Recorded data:
'''

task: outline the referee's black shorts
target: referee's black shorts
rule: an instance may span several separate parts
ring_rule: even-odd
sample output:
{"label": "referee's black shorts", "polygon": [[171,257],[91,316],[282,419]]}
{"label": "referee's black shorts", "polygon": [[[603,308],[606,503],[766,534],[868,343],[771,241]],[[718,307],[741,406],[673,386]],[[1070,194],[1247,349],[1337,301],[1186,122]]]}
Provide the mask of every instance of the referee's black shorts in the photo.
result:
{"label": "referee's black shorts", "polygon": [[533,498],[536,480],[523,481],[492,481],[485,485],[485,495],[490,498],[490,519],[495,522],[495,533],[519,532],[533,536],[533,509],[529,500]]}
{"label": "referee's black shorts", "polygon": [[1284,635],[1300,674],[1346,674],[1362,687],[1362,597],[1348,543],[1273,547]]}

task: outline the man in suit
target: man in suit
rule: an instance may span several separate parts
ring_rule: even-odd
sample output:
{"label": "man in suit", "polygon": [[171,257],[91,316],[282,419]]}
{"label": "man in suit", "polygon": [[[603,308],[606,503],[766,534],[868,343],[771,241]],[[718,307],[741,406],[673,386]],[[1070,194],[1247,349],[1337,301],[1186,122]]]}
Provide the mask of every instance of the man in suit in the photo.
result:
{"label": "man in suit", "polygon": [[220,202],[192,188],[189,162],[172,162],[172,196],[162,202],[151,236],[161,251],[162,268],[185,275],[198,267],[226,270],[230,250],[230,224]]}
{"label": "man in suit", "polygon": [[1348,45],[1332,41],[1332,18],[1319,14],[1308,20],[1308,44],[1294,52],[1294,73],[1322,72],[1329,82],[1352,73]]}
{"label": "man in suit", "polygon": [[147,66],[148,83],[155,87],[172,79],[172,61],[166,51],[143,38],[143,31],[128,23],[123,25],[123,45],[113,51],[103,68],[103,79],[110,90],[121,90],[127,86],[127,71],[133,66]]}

'''

WHAT TO WORK ON - Edit these rows so that every occurrence of "even-odd" becomes "nonzero", keeping everything else the same.

FINAL RESULT -
task: outline the referee's black shorts
target: referee's black shorts
rule: an instance may span several separate parts
ring_rule: nonzero
sample output:
{"label": "referee's black shorts", "polygon": [[171,257],[91,316],[282,419]]}
{"label": "referee's black shorts", "polygon": [[[603,308],[606,503],[766,534],[868,343],[771,241]],[[718,307],[741,406],[673,386]],[[1070,194],[1247,349],[1337,301],[1186,122]]]}
Provide the mask of every instance of the referee's black shorts in the photo.
result:
{"label": "referee's black shorts", "polygon": [[533,498],[536,480],[523,481],[492,481],[485,485],[485,495],[490,498],[490,519],[495,522],[495,533],[519,532],[533,536],[533,509],[529,500]]}
{"label": "referee's black shorts", "polygon": [[1284,635],[1300,674],[1346,674],[1362,687],[1362,597],[1348,543],[1273,547]]}

task: outline the man in suit
target: man in suit
rule: an instance may span several separate parts
ring_rule: nonzero
sample output:
{"label": "man in suit", "polygon": [[171,257],[91,316],[282,419]]}
{"label": "man in suit", "polygon": [[[603,308],[606,503],[766,534],[868,343],[771,241]],[[718,307],[741,406],[673,386]],[[1070,194],[1247,349],[1337,301],[1186,122]]]}
Provide the mask of every instance of the man in suit in the photo.
result:
{"label": "man in suit", "polygon": [[220,202],[192,188],[189,162],[172,162],[172,196],[162,202],[151,236],[161,251],[162,268],[185,275],[198,267],[226,270],[230,250],[230,224]]}
{"label": "man in suit", "polygon": [[1348,45],[1332,41],[1332,18],[1319,14],[1308,20],[1308,44],[1294,52],[1294,73],[1322,72],[1329,82],[1352,73]]}
{"label": "man in suit", "polygon": [[147,66],[148,83],[155,87],[172,79],[172,61],[166,51],[143,38],[143,31],[128,23],[123,25],[123,45],[113,51],[103,68],[103,79],[110,90],[121,90],[127,86],[127,71],[133,66]]}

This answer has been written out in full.